- **PASSAGE PROVIDED**:
--------

2017-10-11 Thread James Beedy
Hello all,

In case you haven't noticed, we now have a network_get() function available
in charmhelpers.core.hookenv (in master, not stable).

Just wanted to have a little discussion about how we are going to be
parsing network_get().

I first want to address the output of network_get() for an instance
deployed to the default vpc, no spaces constraint, and related to another
instance in another model also default vpc, no spaces constraint.

{'ingress-addresses': ['107.22.129.65'], 'bind-addresses': [{'addresses':
[{'cidr': '172.31.48.0/20', 'address': '172.31.51.59'}], 'interfacename':
'eth0', 'macaddress': '12:ba:53:58:9c:52'}, {'addresses': [{'cidr': '
252.48.0.0/12', 'address': '252.51.59.1'}], 'interfacename': 'fan-252',
'macaddress': '1e:a2:1e:96:ec:a2'}]}


The use case I have in mind here is such that I want to provide the private
network interface address via relation data in the provides.py of my
interface to the relating appliication.

This will be able to happen by calling
hookenv.network_get('') in the layer that provides the
interface in my charm, and passing the output to get the private interface
ip data, to then set that in the provides side of the relation.

Tracking?

The problem:

The problem is such that its not so straight forward to just get the
private address from the output of network_get().

As you can see above, I could filter for network interface name, but thats
about the least best way one could go about this.

Initially, I assumed the network_get() output would look different if you
had specified a spaces constraint when deploying your application, but the
output was similar to no spaces, e.g. spaces aren't listed in the output of
network_get().


All in all, what I'm after is a consistent way to grep either the space an
interface is bound to, or to get the public vs private address from the
output of network_get(), I think this is true for every provider just about
(ones that use spaces at least).

Instead of the dict above, I was thinking we might namespace the interfaces
inside of what type of interface they are to make it easier to decipher
when parsing the network_get().

--------

- **EXERCISE DIRECTIONS**: From the post about network_get(), set down word for word the part starting with "I first want" and going on through "no spaces constraint.".

--------

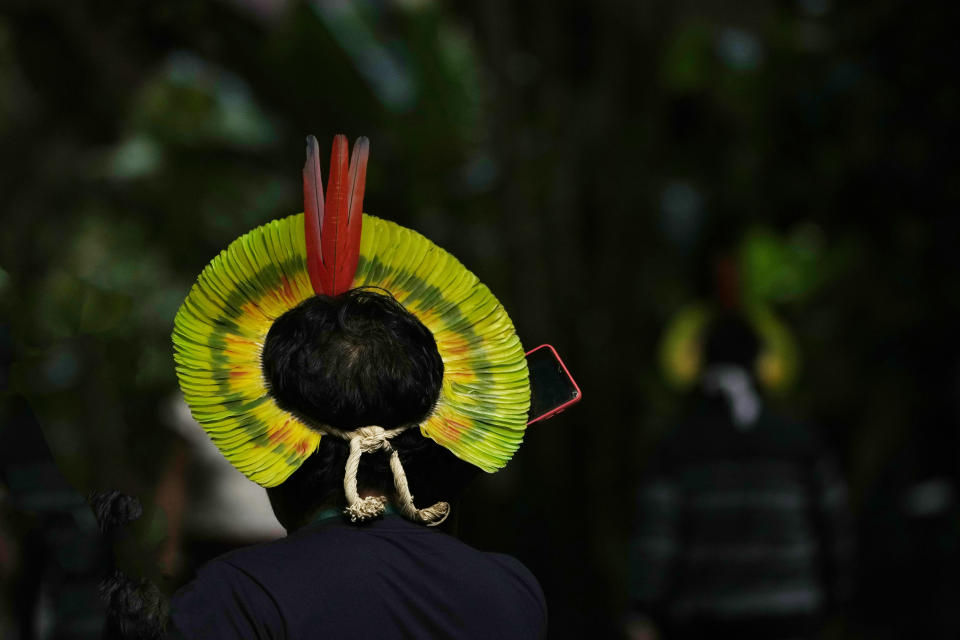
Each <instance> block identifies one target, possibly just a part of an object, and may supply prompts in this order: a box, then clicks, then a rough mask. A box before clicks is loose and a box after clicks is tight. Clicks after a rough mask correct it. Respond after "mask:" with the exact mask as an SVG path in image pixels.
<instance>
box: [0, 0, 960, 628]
mask: <svg viewBox="0 0 960 640" xmlns="http://www.w3.org/2000/svg"><path fill="white" fill-rule="evenodd" d="M958 17H960V5H957V4H946V3H917V2H910V1H908V0H871V1H866V0H851V1H850V2H837V1H835V0H769V1H767V0H761V1H753V2H743V3H716V2H709V1H707V0H687V1H684V2H666V1H662V0H641V1H640V2H624V1H623V0H597V1H595V2H590V3H584V2H569V1H567V2H564V1H562V0H528V1H526V2H509V1H508V0H489V1H485V2H473V3H469V2H459V3H449V2H437V1H436V0H357V1H356V2H330V1H327V0H203V1H198V0H168V1H166V2H162V3H157V2H154V3H149V2H128V3H109V2H97V1H95V0H76V1H74V2H62V1H60V0H4V1H3V2H0V221H2V231H0V315H2V316H3V319H4V320H5V321H6V322H7V323H8V325H9V327H10V335H11V338H12V340H13V342H14V343H16V344H17V345H18V347H19V348H18V351H17V356H16V361H15V362H14V363H12V366H11V369H10V378H11V380H10V382H11V386H12V387H14V388H15V389H16V391H17V393H19V394H22V395H23V397H25V398H26V399H27V401H28V402H29V405H30V407H31V408H32V409H33V411H34V413H35V414H36V418H37V421H38V422H39V424H40V427H42V429H43V431H44V435H45V436H46V440H47V442H48V443H49V444H50V448H51V450H52V452H53V454H54V457H55V459H56V462H57V466H58V468H59V469H60V470H61V472H62V473H63V475H64V476H65V477H66V479H67V480H69V481H70V482H71V483H72V484H73V485H74V486H75V487H90V488H111V487H113V488H119V489H122V490H123V491H124V492H125V493H127V494H129V495H134V496H138V497H140V499H141V500H142V501H143V502H144V506H145V507H147V506H149V503H150V502H151V501H152V496H153V495H155V494H156V493H157V490H158V487H159V486H160V485H161V483H162V482H163V479H164V478H165V477H168V476H167V473H168V471H169V470H170V468H171V466H173V461H174V460H175V459H176V458H177V454H176V450H177V449H178V448H183V447H186V446H187V445H184V443H183V441H182V439H181V437H180V436H178V435H177V433H176V431H175V430H174V429H171V428H170V427H169V415H170V410H169V403H170V398H171V396H172V395H174V394H175V393H176V380H175V376H174V373H173V370H172V367H171V353H170V333H171V330H172V326H171V321H170V319H171V318H172V317H173V314H174V313H175V312H176V309H177V306H178V305H179V304H180V302H182V300H183V299H184V297H185V296H186V295H187V292H188V291H189V288H190V286H191V284H192V283H193V281H194V279H195V276H196V273H197V271H198V270H199V269H200V268H202V266H203V265H204V264H206V262H207V261H208V260H209V258H210V256H212V255H214V254H215V253H216V252H217V251H219V250H220V249H221V248H222V247H224V246H225V245H226V243H227V242H229V241H230V240H232V239H233V238H235V237H237V236H238V235H240V234H241V233H243V232H245V231H247V230H249V229H250V228H252V227H254V226H256V225H258V224H262V223H264V222H267V221H268V220H271V219H273V218H275V217H277V216H278V215H281V214H286V213H289V212H293V211H297V210H299V208H300V206H301V205H300V202H301V201H302V193H301V190H300V189H299V188H298V185H297V184H295V183H294V182H293V181H291V180H290V179H289V178H290V175H289V169H290V167H291V166H295V165H299V163H300V162H301V161H302V155H301V153H300V149H301V146H302V142H303V136H304V133H305V132H309V131H316V132H319V131H333V130H342V131H345V132H347V133H349V134H351V135H357V134H360V133H364V134H366V135H369V136H370V137H371V139H374V140H376V141H377V145H376V153H377V159H378V163H377V166H376V168H371V173H370V175H369V185H368V190H369V192H370V194H371V195H370V198H371V199H370V203H369V209H370V210H371V211H380V212H383V213H384V214H387V213H389V217H390V219H391V220H394V221H396V222H398V223H400V224H402V225H404V226H407V227H410V228H412V229H415V230H417V231H419V232H421V233H423V234H425V235H426V236H428V237H430V238H432V239H434V240H435V241H437V243H438V244H440V245H441V246H444V247H445V248H447V249H449V250H450V251H451V252H452V253H453V254H454V255H456V256H457V257H458V258H459V259H460V260H462V261H463V263H464V265H466V266H467V267H468V268H470V269H471V270H473V271H475V272H482V273H484V274H488V275H487V278H489V279H488V280H486V279H485V281H486V282H487V284H488V285H489V286H490V287H491V289H492V290H494V291H496V292H497V294H498V297H499V298H500V299H501V301H502V302H503V304H504V306H505V307H506V308H508V309H510V313H511V316H512V318H513V320H514V322H515V324H516V326H517V328H518V330H519V331H520V332H521V334H522V335H536V336H542V337H543V338H544V340H547V341H549V342H551V343H553V344H554V345H555V346H556V347H557V348H558V350H559V351H560V352H561V353H562V354H563V355H564V358H565V360H566V361H567V364H568V365H569V366H570V368H571V370H573V371H576V372H577V379H578V382H579V383H580V384H581V386H582V388H583V390H584V396H585V399H584V404H583V406H582V408H581V409H580V410H579V411H576V412H566V413H564V414H562V415H561V416H559V417H557V418H556V419H555V420H552V421H551V422H550V423H548V424H546V425H542V426H541V427H539V428H537V429H531V434H530V438H528V442H527V443H526V444H525V445H524V448H523V450H522V451H521V452H520V454H519V455H518V456H517V457H516V459H515V461H514V463H512V464H511V466H510V467H509V468H507V469H506V470H505V471H504V472H503V473H500V474H497V475H496V476H494V477H493V478H491V479H490V481H489V482H485V483H482V484H481V485H480V486H478V487H476V488H475V489H473V490H472V495H470V496H469V499H467V500H465V506H464V508H463V509H462V511H460V514H459V515H460V522H459V525H460V531H461V534H462V536H463V538H464V539H465V541H467V542H468V543H470V544H471V545H472V546H475V547H478V548H487V549H490V548H496V549H502V550H505V551H509V552H511V554H512V555H515V556H516V557H517V558H518V559H520V560H521V561H522V562H523V563H524V564H525V565H526V566H528V567H530V569H531V570H532V571H533V573H534V574H535V575H536V576H537V577H538V579H539V580H540V582H541V585H542V586H543V589H544V593H545V595H546V599H547V601H548V605H549V607H550V612H551V614H550V615H551V620H550V631H549V633H550V636H551V638H560V639H563V638H577V639H579V638H584V637H591V638H617V637H619V634H620V632H621V625H620V621H619V615H620V613H621V612H622V611H624V610H625V609H626V606H627V593H628V589H627V581H628V571H627V567H626V562H625V561H624V559H625V558H626V557H627V549H628V542H629V538H630V520H631V518H630V517H627V516H625V515H624V507H623V505H632V504H633V501H634V490H635V487H636V486H637V483H638V482H639V480H640V478H641V477H642V476H643V475H644V474H645V472H646V471H647V470H646V465H647V461H649V460H651V459H652V458H651V455H652V451H653V449H654V447H655V446H656V444H657V443H659V442H660V441H661V440H662V439H663V437H664V436H665V434H666V433H667V432H668V431H669V430H671V429H672V428H674V426H675V425H676V424H677V422H678V416H679V415H682V414H683V412H684V411H686V410H687V409H688V407H687V405H686V401H687V399H686V397H685V396H684V395H683V394H680V393H675V392H672V390H671V385H670V384H668V382H667V381H665V380H664V377H663V375H662V373H661V371H660V370H659V366H658V362H657V360H656V358H655V357H654V354H656V352H657V346H658V340H659V336H660V335H661V330H662V328H663V327H664V326H665V325H666V323H667V322H668V321H669V320H670V318H671V317H672V316H673V314H674V313H675V312H676V310H677V308H678V307H679V306H680V305H681V304H683V302H684V301H686V300H691V299H696V298H697V297H699V296H702V295H703V291H702V290H701V287H700V285H699V283H698V278H697V274H700V273H702V272H703V271H704V270H703V269H702V268H701V263H702V262H703V260H704V257H705V256H710V255H713V254H714V253H715V251H716V250H717V249H718V242H717V235H718V234H717V233H716V231H717V230H718V229H724V230H726V237H727V238H728V239H731V240H732V241H733V242H735V243H737V244H738V246H739V247H740V254H739V260H740V261H741V262H742V263H743V264H744V265H745V266H746V267H748V268H746V269H745V270H744V271H743V275H744V280H745V282H744V285H745V287H746V286H747V284H749V288H750V289H751V291H754V292H755V296H756V297H757V298H758V299H761V300H762V301H763V302H765V303H767V304H769V305H772V306H773V307H775V308H776V311H777V314H779V315H780V317H782V318H783V319H784V321H785V322H786V323H788V324H789V326H790V327H791V331H792V333H793V335H794V338H795V341H796V343H797V345H798V346H799V347H800V348H801V349H802V353H803V356H804V360H803V371H802V375H798V376H796V383H795V384H794V385H793V386H792V387H789V388H787V389H785V390H784V391H782V392H778V393H776V394H773V393H765V394H764V404H765V406H767V407H769V408H770V409H772V410H773V411H774V412H778V413H780V412H783V413H788V414H789V415H792V416H796V417H797V418H799V419H801V420H803V421H804V422H806V423H809V424H812V425H817V426H819V427H822V429H821V433H822V434H823V435H824V439H825V440H829V442H830V443H831V445H833V447H834V450H835V451H836V452H837V455H838V459H839V463H840V466H841V468H842V469H843V473H844V476H845V477H846V478H847V479H848V481H849V487H850V502H851V506H852V508H853V511H854V514H855V515H856V517H857V519H858V523H857V524H858V526H857V531H858V535H859V537H860V539H861V541H862V544H859V545H858V549H859V553H858V566H859V567H860V574H861V576H862V580H861V581H859V582H858V583H857V584H858V586H857V593H856V598H855V602H856V603H857V606H856V607H855V608H854V609H853V610H851V615H850V616H849V618H850V625H849V626H848V628H847V629H845V630H843V631H841V632H839V633H838V634H837V635H836V637H842V638H844V639H845V640H847V639H851V638H857V639H858V640H860V639H867V638H869V639H870V640H874V639H876V638H884V639H885V640H886V639H887V638H895V637H897V636H900V637H902V636H903V635H904V634H905V633H906V632H904V631H902V629H905V628H909V622H910V621H917V620H923V621H924V624H925V628H924V630H923V633H926V632H927V630H928V629H929V628H931V627H939V631H938V632H939V633H940V634H941V637H956V635H957V634H956V632H955V627H951V626H950V625H952V624H953V622H949V619H952V618H951V615H952V614H951V613H950V607H951V606H952V603H955V602H958V601H960V587H958V585H957V583H956V581H954V580H952V579H951V577H950V576H951V570H950V569H949V567H952V566H955V564H951V563H955V562H956V560H951V558H956V551H955V549H956V547H955V546H954V545H955V541H957V540H960V518H958V517H957V515H956V514H957V505H958V500H957V498H956V496H957V495H958V494H957V490H956V489H953V490H952V492H951V490H950V488H949V487H950V486H953V487H954V488H955V487H957V486H958V483H957V481H956V478H957V469H960V446H958V440H957V436H958V425H960V411H958V407H957V402H956V399H957V398H958V397H960V394H958V391H957V389H958V388H960V375H958V369H957V366H956V363H957V361H958V354H960V340H958V333H957V331H956V327H957V326H958V324H960V292H958V283H960V278H958V274H960V252H958V251H957V237H958V236H960V216H958V215H957V211H958V210H960V190H958V189H957V185H958V184H960V169H958V166H960V165H958V162H957V152H956V150H957V144H956V140H957V139H958V138H960V119H958V118H957V117H956V114H957V112H958V110H960V107H958V105H960V94H958V90H957V83H956V81H955V77H956V64H955V63H954V62H953V60H955V59H957V58H958V56H960V38H957V34H956V25H957V24H958ZM746 281H749V283H748V282H746ZM571 309H575V310H576V313H571V312H570V310H571ZM768 339H769V337H765V341H766V340H768ZM528 346H534V345H528ZM611 354H613V355H611ZM781 405H782V406H781ZM783 407H788V408H789V411H781V410H782V408H783ZM614 443H615V444H614ZM908 452H910V453H908ZM908 458H909V459H908ZM184 459H186V458H184ZM559 469H565V470H572V469H576V470H577V472H576V473H569V472H565V473H554V470H559ZM169 477H176V475H175V474H174V475H172V476H169ZM546 478H548V479H549V481H546ZM930 481H932V483H931V482H930ZM185 487H186V488H185V489H184V491H185V495H186V498H185V500H190V499H191V496H190V495H189V494H190V493H191V492H192V491H193V490H194V488H196V489H200V488H202V487H203V483H202V482H200V483H198V484H192V483H189V482H187V483H186V484H185ZM914 489H920V491H914ZM83 493H84V492H81V495H83ZM951 494H952V496H953V497H951ZM916 498H921V499H920V500H917V499H916ZM7 504H8V505H10V500H9V497H8V502H7ZM571 504H576V505H588V506H589V513H590V517H575V516H572V515H571V512H570V505H571ZM630 510H631V509H627V511H630ZM16 511H17V510H16V509H14V512H16ZM490 513H502V514H503V519H496V520H494V519H491V518H490V517H489V514H490ZM13 517H14V518H16V517H19V516H17V515H16V513H14V514H13ZM507 520H508V521H509V522H510V523H511V524H510V526H505V525H504V524H503V522H504V521H507ZM7 530H8V531H9V528H8V529H7ZM900 530H909V531H910V532H911V533H910V535H908V536H899V535H897V532H898V531H900ZM18 531H19V530H17V531H15V532H14V534H15V535H16V534H17V533H18ZM183 531H184V533H183V534H182V539H183V540H184V541H186V540H187V539H188V538H191V537H192V536H193V534H187V533H186V530H185V529H184V530H183ZM23 553H24V547H23V546H16V547H14V551H13V554H14V558H13V560H14V563H15V564H19V563H20V562H22V561H23ZM950 554H953V555H950ZM189 555H190V554H187V555H186V556H185V557H187V558H188V557H189ZM916 558H919V560H920V561H919V562H918V561H916V560H915V559H916ZM558 559H562V561H559V562H558ZM893 560H895V566H896V568H897V571H896V572H892V571H890V567H891V562H892V561H893ZM192 562H193V559H187V560H185V562H184V573H188V572H189V570H190V567H189V566H187V565H189V564H190V563H192ZM893 575H897V576H898V578H897V579H894V578H893ZM952 575H955V576H956V575H960V572H957V571H953V572H952ZM868 577H869V578H870V579H869V580H867V578H868ZM921 593H923V594H929V595H930V596H931V597H930V598H927V599H921V598H920V597H918V594H921ZM934 594H935V596H936V597H933V595H934ZM900 595H908V596H910V597H909V598H906V599H903V598H901V597H900ZM934 603H939V604H937V605H936V606H937V611H938V612H939V613H937V614H936V615H927V613H928V612H929V611H930V609H929V608H928V605H929V606H932V605H933V604H934ZM8 607H9V603H8ZM951 634H952V635H951Z"/></svg>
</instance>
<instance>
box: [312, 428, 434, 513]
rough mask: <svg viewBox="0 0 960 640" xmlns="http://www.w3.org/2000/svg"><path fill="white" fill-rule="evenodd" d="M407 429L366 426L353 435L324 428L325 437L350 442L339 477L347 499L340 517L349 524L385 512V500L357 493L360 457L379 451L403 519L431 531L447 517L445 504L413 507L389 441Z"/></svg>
mask: <svg viewBox="0 0 960 640" xmlns="http://www.w3.org/2000/svg"><path fill="white" fill-rule="evenodd" d="M409 428H410V427H399V428H397V429H390V430H386V429H384V428H383V427H377V426H369V427H361V428H359V429H356V430H354V431H340V430H339V429H334V428H332V427H329V426H328V427H325V428H324V431H326V432H327V433H329V434H331V435H335V436H337V437H338V438H342V439H344V440H349V441H350V456H349V457H348V458H347V465H346V468H345V469H344V473H343V492H344V494H345V495H346V498H347V508H346V509H345V510H344V513H346V514H347V515H348V516H350V521H351V522H358V521H359V522H363V521H365V520H369V519H370V518H375V517H377V516H378V515H380V514H381V513H383V511H384V509H385V508H386V504H387V499H386V498H385V497H383V496H367V497H366V498H361V497H360V494H359V493H358V491H357V470H358V469H359V468H360V456H361V455H363V454H364V453H373V452H375V451H380V450H383V451H389V452H390V470H391V471H392V472H393V486H394V487H395V488H396V490H397V498H398V500H399V502H400V511H401V512H402V513H403V515H404V516H406V517H407V518H408V519H410V520H413V521H415V522H422V523H423V524H425V525H427V526H428V527H433V526H436V525H438V524H440V523H441V522H443V521H444V520H446V518H447V516H448V515H449V514H450V504H449V503H446V502H438V503H436V504H435V505H433V506H431V507H427V508H426V509H417V508H416V506H414V504H413V496H412V495H411V494H410V486H409V485H408V484H407V474H406V473H405V472H404V471H403V465H402V464H400V455H399V454H398V453H397V450H396V449H394V448H393V447H391V446H390V438H392V437H394V436H396V435H399V434H401V433H403V432H404V431H406V430H407V429H409Z"/></svg>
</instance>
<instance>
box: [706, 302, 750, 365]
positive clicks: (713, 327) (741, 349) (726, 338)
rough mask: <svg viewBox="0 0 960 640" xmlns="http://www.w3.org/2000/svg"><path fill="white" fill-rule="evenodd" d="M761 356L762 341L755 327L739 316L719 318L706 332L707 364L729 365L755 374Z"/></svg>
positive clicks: (741, 317) (706, 354) (727, 315)
mask: <svg viewBox="0 0 960 640" xmlns="http://www.w3.org/2000/svg"><path fill="white" fill-rule="evenodd" d="M759 354H760V339H759V338H758V337H757V334H756V331H754V329H753V327H752V326H750V324H749V323H748V322H747V321H746V320H745V319H743V318H742V317H741V316H739V315H735V314H731V313H726V314H723V315H721V316H719V317H717V318H716V319H715V320H714V321H713V322H711V323H710V326H709V327H708V329H707V332H706V339H705V341H704V349H703V359H704V362H705V363H707V364H720V363H729V364H736V365H740V366H742V367H743V368H744V369H746V370H747V371H748V372H750V373H753V368H754V364H755V363H756V360H757V356H758V355H759Z"/></svg>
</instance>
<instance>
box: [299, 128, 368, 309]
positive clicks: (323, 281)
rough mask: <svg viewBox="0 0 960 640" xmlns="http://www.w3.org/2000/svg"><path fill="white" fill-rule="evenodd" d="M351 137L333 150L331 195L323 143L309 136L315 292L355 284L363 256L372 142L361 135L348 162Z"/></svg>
mask: <svg viewBox="0 0 960 640" xmlns="http://www.w3.org/2000/svg"><path fill="white" fill-rule="evenodd" d="M348 152H349V143H348V142H347V137H346V136H345V135H343V134H338V135H336V136H335V137H334V139H333V148H332V149H331V153H330V180H329V183H328V184H327V193H326V198H324V193H323V183H322V180H321V177H320V160H319V145H318V144H317V139H316V138H314V137H313V136H308V137H307V160H306V163H305V164H304V167H303V201H304V204H303V211H304V225H305V229H304V231H305V237H306V249H307V270H308V273H309V275H310V283H311V284H312V285H313V290H314V292H315V293H317V294H318V295H319V294H325V295H329V296H335V295H339V294H340V293H343V292H344V291H347V290H349V289H350V288H351V285H352V284H353V276H354V274H355V273H356V270H357V264H358V262H359V258H360V235H361V228H362V224H363V193H364V188H365V186H366V175H367V159H368V157H369V155H370V141H369V140H368V139H367V138H363V137H361V138H359V139H357V142H356V143H355V144H354V149H353V155H352V157H350V160H349V163H348V160H347V159H348Z"/></svg>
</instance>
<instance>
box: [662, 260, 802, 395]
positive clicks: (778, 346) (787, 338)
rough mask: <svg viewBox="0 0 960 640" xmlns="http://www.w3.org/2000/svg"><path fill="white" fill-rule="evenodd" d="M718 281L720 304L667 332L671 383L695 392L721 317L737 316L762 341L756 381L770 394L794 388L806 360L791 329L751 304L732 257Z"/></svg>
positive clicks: (671, 329)
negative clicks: (792, 384) (799, 370)
mask: <svg viewBox="0 0 960 640" xmlns="http://www.w3.org/2000/svg"><path fill="white" fill-rule="evenodd" d="M714 276H715V287H716V302H713V303H708V302H697V303H693V304H690V305H687V306H685V307H683V308H681V309H680V310H679V311H678V312H677V313H676V314H674V316H673V318H672V319H671V320H670V322H669V323H668V325H667V328H666V330H665V331H664V333H663V338H662V339H661V342H660V366H661V368H662V370H663V374H664V377H665V378H666V379H667V382H669V383H670V384H671V385H673V386H675V387H678V388H689V387H691V386H693V385H694V384H695V383H696V382H697V381H698V380H699V379H700V375H701V373H702V370H703V359H704V358H703V350H704V342H705V339H706V334H707V332H708V330H709V329H710V327H711V325H712V323H713V322H714V321H715V320H716V319H717V318H718V316H721V315H723V314H730V313H735V314H736V315H738V316H740V317H742V318H743V319H744V320H745V321H746V322H747V323H748V324H749V325H750V327H751V328H752V329H753V331H754V333H755V334H756V336H757V338H758V340H759V342H760V352H759V354H758V355H757V360H756V362H755V363H754V368H753V373H754V375H755V376H756V378H757V379H758V380H759V381H760V383H761V384H762V385H763V387H764V388H765V389H766V390H767V391H769V392H773V393H778V392H782V391H785V390H787V389H789V388H790V386H791V385H792V384H793V382H794V380H795V379H796V376H797V370H798V367H799V360H800V358H799V353H798V349H797V346H796V342H795V340H794V338H793V335H792V334H791V333H790V330H789V329H788V328H787V326H786V325H785V324H784V323H783V322H782V321H781V320H780V319H779V318H778V317H777V315H776V313H774V311H773V309H772V308H771V307H770V305H768V304H765V303H764V302H762V301H760V300H748V299H745V298H746V296H744V295H743V294H742V291H741V283H740V274H739V271H738V269H737V266H736V264H735V263H734V262H733V261H732V260H731V259H730V258H729V257H727V258H724V259H721V260H720V261H719V262H718V264H717V266H716V271H715V273H714Z"/></svg>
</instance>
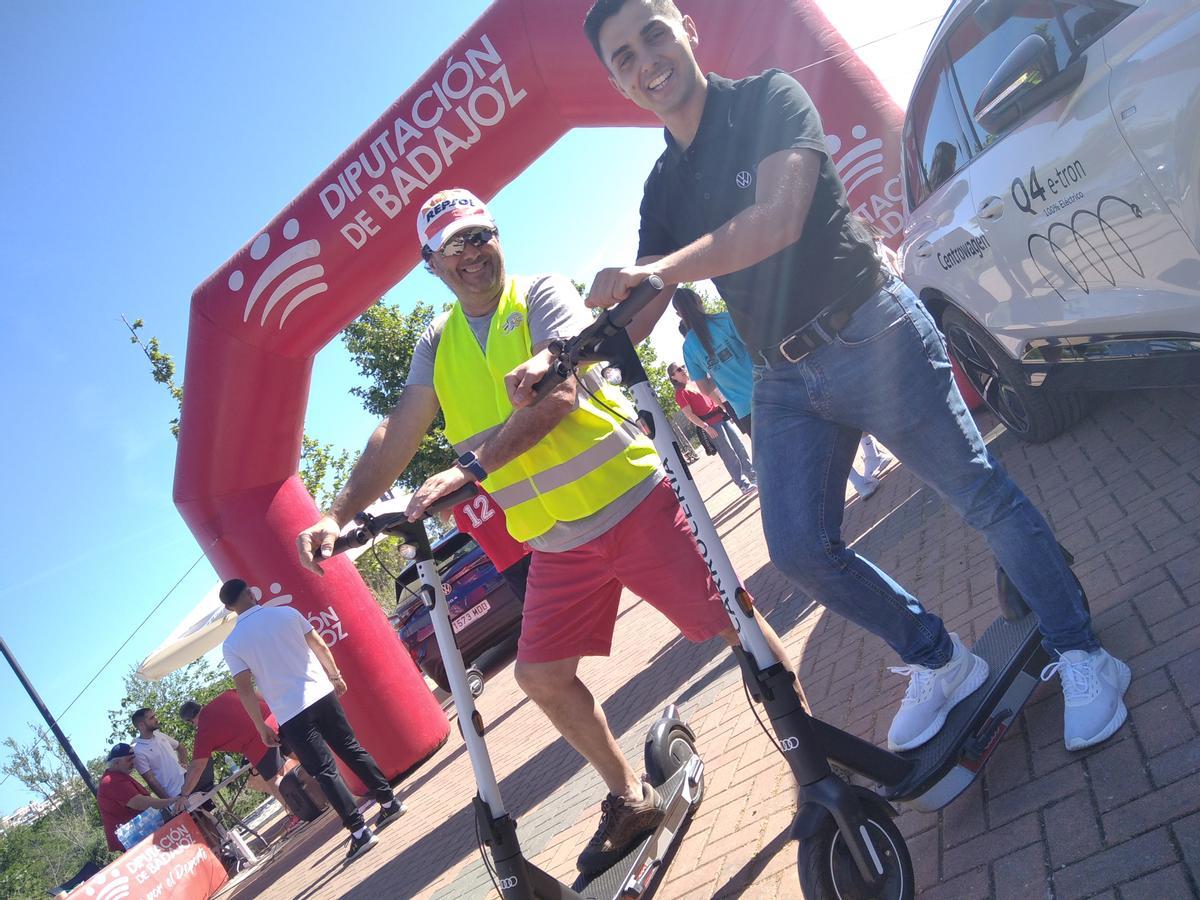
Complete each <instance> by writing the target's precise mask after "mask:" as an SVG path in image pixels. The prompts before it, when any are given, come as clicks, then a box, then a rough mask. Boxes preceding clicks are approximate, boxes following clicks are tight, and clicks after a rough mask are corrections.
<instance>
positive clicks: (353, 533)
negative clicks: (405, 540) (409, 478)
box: [313, 484, 478, 559]
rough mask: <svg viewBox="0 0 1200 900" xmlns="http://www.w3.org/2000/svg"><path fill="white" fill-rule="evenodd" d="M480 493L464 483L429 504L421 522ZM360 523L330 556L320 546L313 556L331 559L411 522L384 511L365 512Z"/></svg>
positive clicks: (335, 544)
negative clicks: (377, 536) (400, 526)
mask: <svg viewBox="0 0 1200 900" xmlns="http://www.w3.org/2000/svg"><path fill="white" fill-rule="evenodd" d="M476 493H478V490H476V487H475V485H474V484H470V485H463V486H462V487H460V488H458V490H457V491H452V492H450V493H448V494H446V496H445V497H439V498H438V499H436V500H434V502H433V503H431V504H430V505H428V508H426V510H425V515H424V516H421V517H420V518H418V520H416V521H418V522H421V521H424V520H426V518H428V517H430V516H434V515H437V514H438V512H442V511H443V510H446V509H452V508H454V506H457V505H458V504H460V503H462V502H463V500H469V499H470V498H472V497H474V496H475V494H476ZM360 520H361V521H360V523H359V526H358V527H356V528H352V529H350V530H349V532H347V533H346V534H343V535H341V536H340V538H338V539H337V540H335V541H334V552H332V553H330V554H329V557H326V556H324V554H322V552H320V547H317V550H316V552H314V553H313V556H316V558H317V559H329V558H330V557H336V556H337V554H338V553H344V552H346V551H347V550H350V548H352V547H361V546H365V545H367V544H370V542H371V541H372V540H373V539H374V538H376V536H377V535H379V534H386V533H388V532H392V530H398V528H397V527H398V526H406V524H410V523H409V521H408V516H407V515H406V514H403V512H384V514H380V515H378V516H372V515H370V514H366V512H364V514H362V516H361V517H360Z"/></svg>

--------

- **RESULT FOR THIS TASK**:
I first want to address the output of network_get() for an instance
deployed to the default vpc, no spaces constraint, and related to another
instance in another model also default vpc, no spaces constraint.